PROBLEM DETAILS:
In the records, from the line with "Does the bare" through the end of the records, swap "box it" for "draw a box around it" and leave every other word untouched. Write out only those lines, without the pictures.
START MATERIAL TO PROCESS
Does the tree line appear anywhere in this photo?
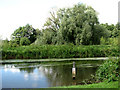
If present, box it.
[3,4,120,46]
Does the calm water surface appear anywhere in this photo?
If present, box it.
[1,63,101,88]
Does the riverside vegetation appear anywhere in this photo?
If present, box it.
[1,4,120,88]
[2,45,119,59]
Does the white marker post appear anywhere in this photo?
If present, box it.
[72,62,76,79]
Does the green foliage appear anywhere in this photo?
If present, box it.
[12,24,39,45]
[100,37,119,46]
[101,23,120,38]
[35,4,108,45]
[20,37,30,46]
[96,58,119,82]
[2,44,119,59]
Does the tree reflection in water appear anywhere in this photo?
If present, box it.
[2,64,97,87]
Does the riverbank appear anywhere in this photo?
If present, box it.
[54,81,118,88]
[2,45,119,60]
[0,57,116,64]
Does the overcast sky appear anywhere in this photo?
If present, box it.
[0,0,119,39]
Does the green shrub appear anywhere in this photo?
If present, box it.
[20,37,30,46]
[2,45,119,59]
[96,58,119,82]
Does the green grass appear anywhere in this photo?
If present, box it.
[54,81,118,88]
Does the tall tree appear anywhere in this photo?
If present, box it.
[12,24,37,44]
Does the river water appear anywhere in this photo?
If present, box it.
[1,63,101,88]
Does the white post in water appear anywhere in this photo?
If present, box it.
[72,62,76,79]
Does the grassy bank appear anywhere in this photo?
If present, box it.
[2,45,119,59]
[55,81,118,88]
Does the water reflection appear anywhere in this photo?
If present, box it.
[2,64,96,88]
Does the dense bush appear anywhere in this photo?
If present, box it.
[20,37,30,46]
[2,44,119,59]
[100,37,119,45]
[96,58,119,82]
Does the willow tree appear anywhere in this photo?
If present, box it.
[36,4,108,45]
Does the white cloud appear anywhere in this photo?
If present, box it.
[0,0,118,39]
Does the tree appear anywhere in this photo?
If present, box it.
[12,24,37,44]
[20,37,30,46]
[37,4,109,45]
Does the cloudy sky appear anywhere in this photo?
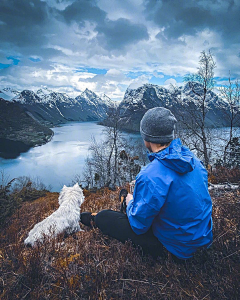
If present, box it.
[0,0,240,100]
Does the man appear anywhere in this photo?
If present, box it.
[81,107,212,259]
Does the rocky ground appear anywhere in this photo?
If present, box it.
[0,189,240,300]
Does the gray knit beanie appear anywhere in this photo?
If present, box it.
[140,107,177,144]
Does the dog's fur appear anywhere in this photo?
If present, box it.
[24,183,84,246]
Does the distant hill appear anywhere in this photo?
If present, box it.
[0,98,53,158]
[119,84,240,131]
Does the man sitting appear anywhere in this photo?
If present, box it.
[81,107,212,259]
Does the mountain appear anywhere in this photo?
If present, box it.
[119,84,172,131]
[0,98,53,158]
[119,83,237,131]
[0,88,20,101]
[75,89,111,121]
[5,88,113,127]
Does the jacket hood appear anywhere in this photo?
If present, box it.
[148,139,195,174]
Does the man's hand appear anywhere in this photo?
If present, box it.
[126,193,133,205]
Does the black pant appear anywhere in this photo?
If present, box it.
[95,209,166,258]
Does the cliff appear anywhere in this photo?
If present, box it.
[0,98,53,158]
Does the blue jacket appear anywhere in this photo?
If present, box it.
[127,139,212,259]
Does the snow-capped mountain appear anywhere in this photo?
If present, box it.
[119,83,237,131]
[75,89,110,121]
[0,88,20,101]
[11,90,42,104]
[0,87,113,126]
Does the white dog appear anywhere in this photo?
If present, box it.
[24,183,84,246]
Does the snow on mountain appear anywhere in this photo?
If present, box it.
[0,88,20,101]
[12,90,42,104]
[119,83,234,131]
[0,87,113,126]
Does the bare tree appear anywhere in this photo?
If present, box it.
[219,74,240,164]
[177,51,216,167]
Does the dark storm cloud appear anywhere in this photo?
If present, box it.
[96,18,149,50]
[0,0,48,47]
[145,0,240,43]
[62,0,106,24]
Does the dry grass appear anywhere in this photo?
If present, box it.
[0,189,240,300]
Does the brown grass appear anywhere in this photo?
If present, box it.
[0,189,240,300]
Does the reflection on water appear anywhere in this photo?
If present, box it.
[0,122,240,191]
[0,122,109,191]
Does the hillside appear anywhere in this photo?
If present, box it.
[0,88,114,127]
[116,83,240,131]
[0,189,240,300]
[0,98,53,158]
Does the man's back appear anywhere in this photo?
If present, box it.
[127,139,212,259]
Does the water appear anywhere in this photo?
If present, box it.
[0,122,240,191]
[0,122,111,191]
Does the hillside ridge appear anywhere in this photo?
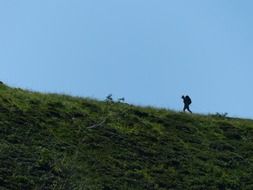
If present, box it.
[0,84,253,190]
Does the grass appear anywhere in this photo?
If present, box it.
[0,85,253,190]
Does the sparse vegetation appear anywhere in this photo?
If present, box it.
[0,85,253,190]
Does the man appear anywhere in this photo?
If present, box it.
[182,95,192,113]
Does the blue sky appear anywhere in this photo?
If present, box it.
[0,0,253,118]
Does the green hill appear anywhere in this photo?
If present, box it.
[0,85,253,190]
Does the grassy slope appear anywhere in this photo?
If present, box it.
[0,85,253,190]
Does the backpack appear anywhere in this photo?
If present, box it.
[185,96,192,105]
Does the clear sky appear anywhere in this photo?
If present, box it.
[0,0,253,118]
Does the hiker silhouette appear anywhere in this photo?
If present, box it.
END MATERIAL TO PROCESS
EXERCISE RESULT:
Does the bare tree appear anywhere in this photo?
If present, draw a box around it.
[219,74,240,164]
[177,51,216,167]
Does the dark storm cloud appear anywhere in this photo?
If present, draw a box around it.
[96,18,149,50]
[0,0,48,47]
[145,0,240,43]
[62,0,106,24]
Does the dry grass appear anywhere in this photo?
If present, draw a box around it.
[0,189,240,300]
Does the brown grass appear anywhere in this photo?
If present, draw a box around it.
[0,189,240,300]
Does the reflection on water appear anywhere in this photo?
If present, draw a box around it.
[0,122,240,191]
[0,122,109,191]
Does the hillside appear anywhere in this photo?
If present, draw a box around it.
[0,88,114,127]
[116,83,240,131]
[0,189,240,300]
[0,98,53,158]
Does the man's back appear anywhere in this photo?
If present, draw a box around it.
[127,139,212,259]
Does the water appear anywhere in this photo?
If present, draw a box around it.
[0,122,240,191]
[0,122,111,191]
Does the hillside ridge appear anywhere in this photo?
If present, draw a box around it.
[0,84,253,190]
Does the grass appear anywhere in this photo?
If present, draw a box around it.
[0,85,253,190]
Does the sparse vegetation appear anywhere in this photo?
If present, draw a box around it.
[0,85,253,190]
Does the man appear anywhere in this photo?
If present, draw a box around it.
[182,95,192,113]
Does the blue sky appear anywhere in this photo?
If present, draw a box around it.
[0,0,253,118]
Does the green hill appear anywhere in this photo?
If present, draw a box around it.
[0,85,253,190]
Does the grassy slope appear anywhere in this photo?
If present, draw a box around it.
[0,85,253,190]
Does the backpack appear anywhere in this photo?
If present, draw a box around it.
[185,96,192,105]
Does the clear sky appear anywhere in this photo?
If present, draw a box around it.
[0,0,253,118]
Does the hiker silhouette appear anywhere in this photo?
If present, draw a box around it.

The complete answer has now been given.